Exercise directions >> Reproduce the data below line for line, without any changes.
***** Exercise data *****
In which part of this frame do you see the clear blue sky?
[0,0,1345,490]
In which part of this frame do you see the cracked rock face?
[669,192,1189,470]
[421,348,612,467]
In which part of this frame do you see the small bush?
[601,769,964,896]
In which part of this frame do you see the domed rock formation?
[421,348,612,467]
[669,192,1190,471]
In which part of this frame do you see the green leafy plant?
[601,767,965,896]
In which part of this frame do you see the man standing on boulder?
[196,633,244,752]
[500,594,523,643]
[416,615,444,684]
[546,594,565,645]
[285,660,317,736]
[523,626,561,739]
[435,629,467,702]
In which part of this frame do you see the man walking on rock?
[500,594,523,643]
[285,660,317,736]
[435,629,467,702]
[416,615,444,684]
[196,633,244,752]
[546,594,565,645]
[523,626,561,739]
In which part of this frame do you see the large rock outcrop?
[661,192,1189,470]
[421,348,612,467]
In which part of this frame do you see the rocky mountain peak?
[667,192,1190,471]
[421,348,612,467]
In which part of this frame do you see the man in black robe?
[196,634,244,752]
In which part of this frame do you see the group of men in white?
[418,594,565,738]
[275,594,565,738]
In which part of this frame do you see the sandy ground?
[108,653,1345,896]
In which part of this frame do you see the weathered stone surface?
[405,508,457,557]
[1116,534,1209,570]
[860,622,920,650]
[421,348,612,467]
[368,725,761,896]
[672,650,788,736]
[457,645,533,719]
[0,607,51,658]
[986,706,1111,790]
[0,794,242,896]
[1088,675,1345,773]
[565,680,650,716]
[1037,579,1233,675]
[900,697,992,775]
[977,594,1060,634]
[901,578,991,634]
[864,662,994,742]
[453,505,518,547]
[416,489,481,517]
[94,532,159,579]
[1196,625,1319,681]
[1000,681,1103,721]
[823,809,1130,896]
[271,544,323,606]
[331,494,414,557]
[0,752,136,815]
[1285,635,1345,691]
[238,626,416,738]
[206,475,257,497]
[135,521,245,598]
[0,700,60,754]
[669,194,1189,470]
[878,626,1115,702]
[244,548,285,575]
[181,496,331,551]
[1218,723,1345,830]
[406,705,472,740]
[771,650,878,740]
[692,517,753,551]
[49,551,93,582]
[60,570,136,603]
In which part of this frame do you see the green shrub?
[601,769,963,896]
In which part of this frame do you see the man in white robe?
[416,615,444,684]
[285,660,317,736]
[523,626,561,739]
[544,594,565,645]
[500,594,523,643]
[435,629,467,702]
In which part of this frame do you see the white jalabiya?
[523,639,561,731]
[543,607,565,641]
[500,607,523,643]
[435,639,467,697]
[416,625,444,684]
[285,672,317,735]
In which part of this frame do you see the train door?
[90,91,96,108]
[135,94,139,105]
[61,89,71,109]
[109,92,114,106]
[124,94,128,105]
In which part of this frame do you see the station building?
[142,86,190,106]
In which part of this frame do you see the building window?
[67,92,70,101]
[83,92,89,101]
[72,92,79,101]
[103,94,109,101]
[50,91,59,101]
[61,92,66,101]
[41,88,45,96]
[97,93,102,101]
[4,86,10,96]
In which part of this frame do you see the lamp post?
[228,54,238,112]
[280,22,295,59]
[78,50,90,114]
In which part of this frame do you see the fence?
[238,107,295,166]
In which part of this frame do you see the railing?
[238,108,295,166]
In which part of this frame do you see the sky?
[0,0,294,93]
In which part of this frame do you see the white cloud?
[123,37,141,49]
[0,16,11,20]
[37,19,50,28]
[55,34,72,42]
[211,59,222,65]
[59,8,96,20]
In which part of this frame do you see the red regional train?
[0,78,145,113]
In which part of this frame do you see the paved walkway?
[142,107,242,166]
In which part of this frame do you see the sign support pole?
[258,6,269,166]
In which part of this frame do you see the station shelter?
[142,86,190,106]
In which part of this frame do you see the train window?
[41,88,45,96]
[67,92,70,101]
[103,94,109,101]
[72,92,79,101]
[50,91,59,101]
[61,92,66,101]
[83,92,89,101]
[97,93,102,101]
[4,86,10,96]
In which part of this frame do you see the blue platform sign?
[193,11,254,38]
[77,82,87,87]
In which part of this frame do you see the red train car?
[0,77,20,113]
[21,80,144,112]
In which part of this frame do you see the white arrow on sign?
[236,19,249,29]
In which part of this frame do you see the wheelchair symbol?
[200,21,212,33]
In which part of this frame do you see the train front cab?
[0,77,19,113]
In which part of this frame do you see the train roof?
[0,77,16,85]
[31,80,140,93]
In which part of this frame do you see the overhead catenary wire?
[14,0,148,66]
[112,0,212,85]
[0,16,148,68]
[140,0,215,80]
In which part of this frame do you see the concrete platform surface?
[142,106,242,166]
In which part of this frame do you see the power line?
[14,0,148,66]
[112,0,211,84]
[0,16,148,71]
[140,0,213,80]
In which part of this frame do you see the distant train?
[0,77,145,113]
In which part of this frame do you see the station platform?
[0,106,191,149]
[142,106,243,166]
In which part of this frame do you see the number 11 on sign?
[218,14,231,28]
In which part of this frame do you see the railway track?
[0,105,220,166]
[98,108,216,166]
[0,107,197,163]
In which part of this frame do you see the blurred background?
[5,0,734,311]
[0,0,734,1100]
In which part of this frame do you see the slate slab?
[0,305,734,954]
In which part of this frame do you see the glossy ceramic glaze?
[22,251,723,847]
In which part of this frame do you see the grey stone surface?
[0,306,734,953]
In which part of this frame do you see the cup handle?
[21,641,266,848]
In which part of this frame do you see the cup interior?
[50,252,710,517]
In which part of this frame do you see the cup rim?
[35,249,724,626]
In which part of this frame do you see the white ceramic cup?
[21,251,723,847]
*****
Response for this exercise >>
In which part of this frame do you see the clear blue sky?
[0,0,1345,490]
In which part of this frame do you see the cracked rock face?
[669,192,1189,470]
[421,348,612,467]
In which part of this frame do you see the small bush?
[601,769,964,896]
In which part of this frame do you see the domed rock formation?
[421,348,612,467]
[669,192,1190,471]
In which part of this frame do you see the green leafy plant?
[601,767,965,896]
In which part of this frame do you see the man standing on boulder?
[196,633,244,752]
[500,594,523,643]
[416,615,444,684]
[546,594,565,645]
[285,660,317,736]
[523,626,561,739]
[435,629,467,702]
In which part of this frame do you see the man walking on rock?
[500,594,523,643]
[285,660,317,736]
[435,629,467,702]
[416,615,444,684]
[196,633,244,752]
[546,594,565,645]
[523,626,561,739]
In which part of this frame do you see the large rock outcrop?
[661,192,1189,470]
[421,348,612,467]
In which part of this frame do you see the rocky mountain peak?
[667,192,1190,471]
[421,348,612,467]
In which part of this frame do you see the man in black robe?
[196,634,244,752]
In which part of this frame do you see the group of men in white?
[418,594,565,738]
[275,594,565,738]
In which part of this frame do you see the sandy ground?
[108,653,1345,896]
In which part of this frame do you see the weathered stone surface?
[405,508,457,557]
[1116,534,1209,570]
[860,622,920,650]
[421,348,612,467]
[368,725,761,896]
[672,650,788,736]
[457,645,533,719]
[0,607,51,658]
[986,706,1111,790]
[0,794,242,896]
[1088,675,1345,773]
[565,680,650,716]
[1037,579,1233,675]
[900,697,992,775]
[977,594,1060,634]
[901,578,991,634]
[864,662,994,742]
[453,505,518,547]
[416,489,481,517]
[94,532,159,579]
[1196,625,1319,681]
[1000,681,1103,721]
[823,809,1130,896]
[271,544,323,606]
[331,494,414,557]
[0,752,136,815]
[1285,635,1345,691]
[238,626,416,738]
[206,475,257,497]
[135,521,245,598]
[0,700,60,754]
[669,194,1189,470]
[878,626,1115,702]
[244,548,285,575]
[181,496,331,551]
[1218,723,1345,830]
[406,705,472,740]
[771,650,878,740]
[692,517,753,551]
[49,551,93,582]
[60,570,136,603]
In which part of this frame do you see the green shrub?
[601,769,963,896]
In which part of this frame do you see the man in white robe?
[416,615,444,684]
[285,660,317,736]
[523,626,561,739]
[544,594,565,645]
[500,594,523,643]
[435,629,467,702]
In which part of this frame do you see the white jalabiya?
[523,639,561,731]
[543,607,565,641]
[500,607,523,643]
[435,639,467,697]
[416,625,444,684]
[285,672,317,735]
In which part of this frame do you see the train door?
[90,91,96,108]
[135,94,139,105]
[61,89,71,109]
[109,92,114,106]
[124,94,128,105]
In which part of this frame do you see the station building?
[142,86,190,106]
In which part of this frame do you see the building window?
[67,92,70,101]
[83,92,89,101]
[72,92,79,101]
[103,94,109,101]
[50,91,59,101]
[61,92,66,101]
[41,88,45,96]
[97,93,102,101]
[4,86,10,96]
In which part of this frame do you see the lamp post?
[228,54,238,112]
[280,22,295,59]
[78,50,90,114]
In which part of this frame do you see the fence?
[238,107,295,166]
In which part of this frame do you see the railing?
[238,108,295,166]
In which part of this frame do you see the sky?
[0,0,294,93]
In which part of this frame do you see the white cloud?
[123,37,141,49]
[0,16,11,20]
[37,19,50,28]
[55,34,72,42]
[211,59,222,65]
[59,8,96,20]
In which part of this frame do you see the red regional train?
[0,78,145,113]
In which part of this frame do you see the paved walkway?
[142,107,242,166]
In which part of this frame do you see the sign support pole?
[258,6,269,166]
In which part of this frame do you see the station shelter?
[142,86,190,106]
In which part of this frame do you see the train window?
[41,88,45,96]
[67,92,70,101]
[103,94,109,101]
[72,92,79,101]
[50,91,59,101]
[61,92,66,101]
[83,92,89,101]
[97,93,102,101]
[4,86,10,96]
In which part of this frame do you see the blue platform sign?
[193,11,254,38]
[77,82,87,87]
In which part of this frame do you see the red train car?
[0,77,20,113]
[21,80,144,112]
In which part of this frame do you see the white arrow on sign?
[236,19,249,29]
In which part of this frame do you see the wheelchair symbol?
[200,21,212,33]
In which part of this frame do you see the train front cab?
[0,77,19,113]
In which part of this frame do you see the train roof?
[0,77,16,85]
[31,80,140,93]
In which part of this frame do you see the overhead catenary wire?
[14,0,148,66]
[112,0,212,85]
[0,16,148,68]
[140,0,215,80]
In which part of this frame do you see the concrete platform surface?
[142,106,242,166]
In which part of this frame do you see the power line?
[14,0,148,66]
[112,0,211,84]
[0,16,148,71]
[140,0,213,80]
In which part of this frame do you see the distant train?
[0,77,145,113]
In which part of this frame do you see the station platform?
[0,106,191,149]
[142,106,243,166]
In which part of this frame do you see the number 11 on sign?
[218,14,231,28]
In which part of this frame do you see the railway track?
[0,105,220,166]
[98,108,216,166]
[0,107,197,163]
In which part of this frame do you see the blurred background?
[5,0,734,311]
[0,0,734,1100]
In which part of this frame do you see the slate slab?
[0,305,734,954]
In which part of this frame do you see the glossy ceramic glaze?
[22,251,723,847]
In which part of this frame do you see the grey stone surface?
[0,306,734,953]
In which part of this frame do you see the cup handle?
[21,641,266,848]
In which part of this frame do you see the cup interior?
[50,252,710,517]
In which part of this frame do you see the cup rim?
[35,249,724,626]
In which part of this frame do you see the white ceramic cup?
[21,251,723,847]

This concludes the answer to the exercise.